• Records provided:
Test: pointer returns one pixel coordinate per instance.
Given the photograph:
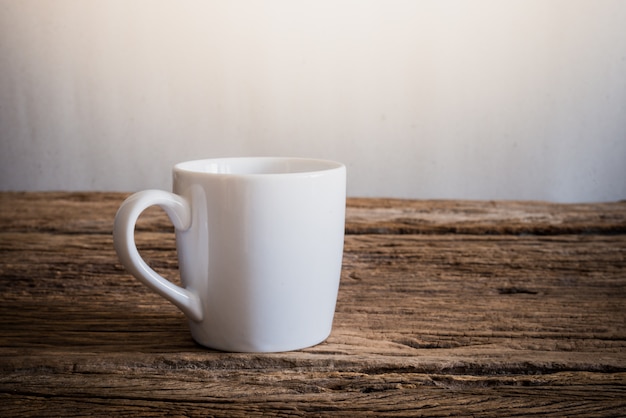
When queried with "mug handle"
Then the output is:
(179, 212)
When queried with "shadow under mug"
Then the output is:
(260, 246)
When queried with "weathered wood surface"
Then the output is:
(445, 308)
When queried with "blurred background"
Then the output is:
(473, 99)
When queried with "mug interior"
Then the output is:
(257, 165)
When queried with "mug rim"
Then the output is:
(257, 166)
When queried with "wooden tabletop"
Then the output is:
(445, 308)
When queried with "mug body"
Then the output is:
(264, 250)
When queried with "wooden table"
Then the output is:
(445, 308)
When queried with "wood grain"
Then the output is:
(445, 308)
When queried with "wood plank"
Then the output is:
(493, 323)
(24, 212)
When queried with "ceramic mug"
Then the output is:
(260, 245)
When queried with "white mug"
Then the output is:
(260, 246)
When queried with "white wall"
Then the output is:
(478, 99)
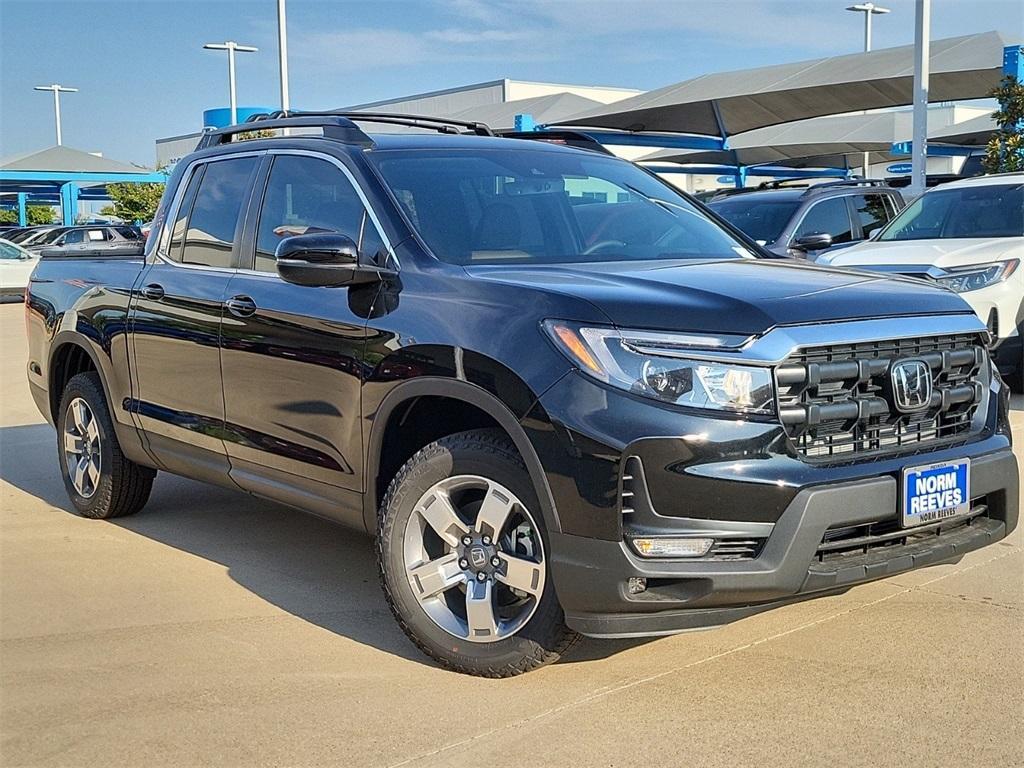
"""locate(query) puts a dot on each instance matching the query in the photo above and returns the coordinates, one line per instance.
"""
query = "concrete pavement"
(215, 629)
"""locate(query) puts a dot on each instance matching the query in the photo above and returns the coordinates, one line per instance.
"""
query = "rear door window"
(209, 238)
(827, 217)
(872, 212)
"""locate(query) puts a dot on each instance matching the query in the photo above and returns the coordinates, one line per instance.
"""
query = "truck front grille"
(836, 401)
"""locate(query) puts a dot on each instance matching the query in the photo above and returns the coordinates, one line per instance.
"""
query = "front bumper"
(592, 576)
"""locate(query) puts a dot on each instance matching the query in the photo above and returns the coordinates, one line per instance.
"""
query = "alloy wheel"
(474, 558)
(82, 449)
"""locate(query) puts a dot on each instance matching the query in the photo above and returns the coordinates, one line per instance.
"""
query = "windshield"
(988, 211)
(540, 207)
(763, 219)
(9, 251)
(47, 237)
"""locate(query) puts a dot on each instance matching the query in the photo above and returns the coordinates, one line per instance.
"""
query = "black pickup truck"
(561, 396)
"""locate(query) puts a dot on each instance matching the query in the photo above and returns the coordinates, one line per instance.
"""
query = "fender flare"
(470, 393)
(71, 338)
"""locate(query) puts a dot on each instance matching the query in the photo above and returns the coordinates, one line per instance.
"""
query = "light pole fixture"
(868, 9)
(283, 54)
(230, 46)
(57, 90)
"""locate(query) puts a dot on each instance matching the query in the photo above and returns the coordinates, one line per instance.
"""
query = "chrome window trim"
(172, 214)
(811, 207)
(358, 190)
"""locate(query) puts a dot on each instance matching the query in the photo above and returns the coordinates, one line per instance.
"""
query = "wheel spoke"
(494, 512)
(73, 443)
(435, 577)
(79, 478)
(479, 610)
(93, 472)
(524, 576)
(81, 416)
(92, 431)
(440, 516)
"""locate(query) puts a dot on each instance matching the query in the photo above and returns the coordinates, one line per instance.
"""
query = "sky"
(142, 74)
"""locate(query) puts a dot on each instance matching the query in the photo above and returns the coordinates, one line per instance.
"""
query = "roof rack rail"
(856, 181)
(441, 125)
(335, 126)
(578, 139)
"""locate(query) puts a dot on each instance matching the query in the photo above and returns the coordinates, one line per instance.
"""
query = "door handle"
(241, 306)
(153, 291)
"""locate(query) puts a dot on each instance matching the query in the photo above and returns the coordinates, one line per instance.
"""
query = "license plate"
(936, 492)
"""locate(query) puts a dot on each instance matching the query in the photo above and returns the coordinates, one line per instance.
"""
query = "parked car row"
(967, 236)
(20, 248)
(561, 396)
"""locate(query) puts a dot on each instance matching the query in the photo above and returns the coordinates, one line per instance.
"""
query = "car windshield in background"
(762, 219)
(983, 211)
(9, 252)
(540, 207)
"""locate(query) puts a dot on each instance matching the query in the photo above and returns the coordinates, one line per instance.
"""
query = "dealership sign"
(899, 168)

• Set problem: The records above must be transcribed exactly. Pictures are left out of the copy.

• Written solution:
Test: pointer returns one pixel coordinate per instance.
Given the photograph:
When queried with "mug handle"
Then the output is:
(179, 212)
When queried with "shadow under mug"
Then the output is:
(260, 246)
When queried with "weathered wood surface"
Then the output is:
(445, 308)
When queried with "blurred background"
Then the output is:
(473, 99)
When queried with "mug interior"
Then the output is:
(257, 165)
When queried with "mug rim"
Then the output is:
(257, 166)
When queried with "wooden tabletop"
Then the output is:
(445, 308)
When queried with "mug body"
Then the output is:
(264, 250)
When queried with "wooden table"
Then the output is:
(445, 308)
When queried with "wood grain"
Then the output is:
(445, 308)
When queried with "wood plank"
Then the output is:
(493, 323)
(24, 212)
When queried with "ceramic mug"
Then the output is:
(260, 245)
When queried with "white mug"
Then the output is:
(260, 246)
When queried with "white wall"
Then the output is:
(478, 99)
"""locate(query) puts a dot on each instance matching the query in the photo above and returns the coordinates, one line per instance.
"""
query = "concrete pavement"
(215, 629)
"""locate(query) puts a dot on each instance matching the query in the photo above and returns the coordinates, one line per instance.
"""
query = "rear door window"
(209, 238)
(827, 217)
(872, 212)
"""locate(query) puts a dot on each instance matching the query in the photo above and returns the coordinates, one line per instance.
"""
query = "truck front grille"
(836, 401)
"""locate(query) puts a dot on each instance matching the query in the photo above and returns the coordinates, one line per instance.
"""
query = "front bumper"
(592, 576)
"""locate(query) puts a dot on each instance matching the query in the photo above and returns the coordinates, one line per instance.
"""
query = "alloy wheel"
(474, 558)
(82, 449)
"""locate(query) puts a dot on each instance matching the query in the photo above and returns the coordinates, one line per instance.
"""
query = "windshield"
(988, 211)
(540, 207)
(763, 219)
(9, 251)
(47, 237)
"""locate(query) puts a dot on each instance matching the query in the photo above and returns the coordinates, one line per instance.
"""
query = "black pickup truck"
(561, 396)
"""locate(query) puts a dot on each instance matching the query in the photo above and returns the coordinates, one line per instance.
"""
query = "fender flare"
(470, 393)
(71, 338)
"""locate(query) puts a dot on each instance matching the query in the photo above and returns the coordinates, one line per instance.
"""
query = "light pole fixture"
(868, 9)
(283, 54)
(230, 46)
(57, 90)
"""locate(query) puts a dot on each instance matching the query in the photo above and returns the coordinates, one line per instance.
"""
query = "chrome window trim"
(172, 214)
(811, 207)
(358, 190)
"""locate(query) puts a dot on each instance matching the query in the photo above and returns the coordinates, one line per instance.
"""
query = "wheel spoke"
(494, 512)
(73, 443)
(435, 577)
(79, 478)
(479, 610)
(93, 472)
(524, 576)
(81, 416)
(92, 431)
(440, 516)
"""locate(query) puts a dot on each instance matching the query in the photo above and returns the coordinates, one line per instance.
"""
query = "sky"
(142, 74)
"""locate(query) puts a dot on each instance matching the query in the photo above and returns the coordinates, one line per instance.
"""
query = "roof rack rail"
(856, 181)
(441, 125)
(335, 126)
(578, 139)
"""locate(query) puts a dot on each instance matching the query in the photo above and returns the coordinates, one line per instance.
"""
query = "door handle"
(241, 306)
(153, 291)
"""locate(query) puts a dot on each instance matching the query in the photo above and returns the coordinates, one line per instance.
"""
query = "license plate"
(936, 492)
"""locate(query) puts a dot on each instance matching the query in the photo above and returns the coordinates, one line per instance.
"""
query = "parked car row"
(967, 236)
(20, 248)
(561, 396)
"""locate(query) puts a dot on each instance matching the query in the photo above and returns the coordinates, one line per instance.
"""
query = "car windshield in background"
(762, 219)
(983, 211)
(9, 252)
(540, 207)
"""locate(query) puts a dot on each instance matching the query in the photo above and returns the coordinates, one line per instance.
"""
query = "dealership sign"
(899, 168)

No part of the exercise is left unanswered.